### GOAL OF THE EXERCISE
Starting at the line below that contains "If you could point at the red life", print each line through the end of the records exactly as it appears.
TASK DATA START
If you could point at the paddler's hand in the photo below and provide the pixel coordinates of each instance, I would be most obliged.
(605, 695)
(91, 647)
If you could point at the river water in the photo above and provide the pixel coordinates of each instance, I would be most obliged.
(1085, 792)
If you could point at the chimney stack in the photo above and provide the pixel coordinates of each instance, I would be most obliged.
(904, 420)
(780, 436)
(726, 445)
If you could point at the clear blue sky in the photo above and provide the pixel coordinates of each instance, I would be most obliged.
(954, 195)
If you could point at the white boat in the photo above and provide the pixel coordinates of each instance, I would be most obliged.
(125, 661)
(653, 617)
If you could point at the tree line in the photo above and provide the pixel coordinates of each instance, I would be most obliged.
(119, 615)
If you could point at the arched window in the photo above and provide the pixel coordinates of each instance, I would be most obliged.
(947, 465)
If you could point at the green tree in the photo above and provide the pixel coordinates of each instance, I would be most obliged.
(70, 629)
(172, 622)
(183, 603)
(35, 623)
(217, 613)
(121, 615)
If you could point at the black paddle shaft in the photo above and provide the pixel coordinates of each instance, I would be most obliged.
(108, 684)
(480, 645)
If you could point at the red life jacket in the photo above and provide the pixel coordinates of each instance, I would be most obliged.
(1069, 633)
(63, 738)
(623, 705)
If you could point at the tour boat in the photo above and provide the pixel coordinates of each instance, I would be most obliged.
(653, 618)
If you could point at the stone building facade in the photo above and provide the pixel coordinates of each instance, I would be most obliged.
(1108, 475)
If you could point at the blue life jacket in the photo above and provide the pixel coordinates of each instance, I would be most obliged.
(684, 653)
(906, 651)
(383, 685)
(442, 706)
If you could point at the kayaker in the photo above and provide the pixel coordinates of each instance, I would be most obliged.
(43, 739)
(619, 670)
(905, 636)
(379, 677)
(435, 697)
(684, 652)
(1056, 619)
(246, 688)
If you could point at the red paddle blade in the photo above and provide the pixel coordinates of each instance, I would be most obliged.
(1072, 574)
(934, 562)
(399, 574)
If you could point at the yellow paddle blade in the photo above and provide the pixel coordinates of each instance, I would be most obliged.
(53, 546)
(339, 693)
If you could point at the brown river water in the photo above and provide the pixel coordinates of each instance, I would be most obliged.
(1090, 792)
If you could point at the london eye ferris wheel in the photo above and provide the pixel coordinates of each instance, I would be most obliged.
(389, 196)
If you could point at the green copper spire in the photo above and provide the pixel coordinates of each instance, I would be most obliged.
TASK DATA END
### WRITTEN ANSWER
If you could point at the red life jacket in the photo above and provide the pixel coordinates of each instance, I would be most obliged.
(1069, 633)
(63, 738)
(623, 705)
If you could point at the tour boat in the photo above and provide the pixel coordinates of each instance, I would be most obliged.
(653, 618)
If you could point at the stone building facade in the photo above and provide the pixel coordinates of each instance, I would be most obliged.
(1108, 475)
If you could point at the blue life jacket in the photo above and provide the pixel coordinates of each instance, I would be most obliged.
(684, 653)
(906, 651)
(383, 685)
(442, 706)
If you could point at the kayaker in the photo above and provide the pixel coordinates of each instance, I would be most obliged.
(43, 739)
(619, 670)
(905, 636)
(379, 677)
(435, 697)
(684, 652)
(1056, 619)
(246, 688)
If you could point at the red paddle blade in the photo above and provide the pixel coordinates of each instance, I would be most obliged.
(1072, 574)
(934, 562)
(399, 574)
If you could point at the yellow paddle blade in the photo above and provide the pixel coordinates of each instance, I would be most obliged.
(53, 546)
(339, 693)
If you could point at the brown river water in the photo above and provide the pixel coordinates of each instance, I would be most obliged.
(1090, 792)
If you could point at the london eye ferris wheel in the photo above and provide the pixel coordinates of each instance, I would be most obliged.
(389, 196)
If you could point at the green copper spire in the photo above and provide the pixel coordinates of each instance, I would be most obliged.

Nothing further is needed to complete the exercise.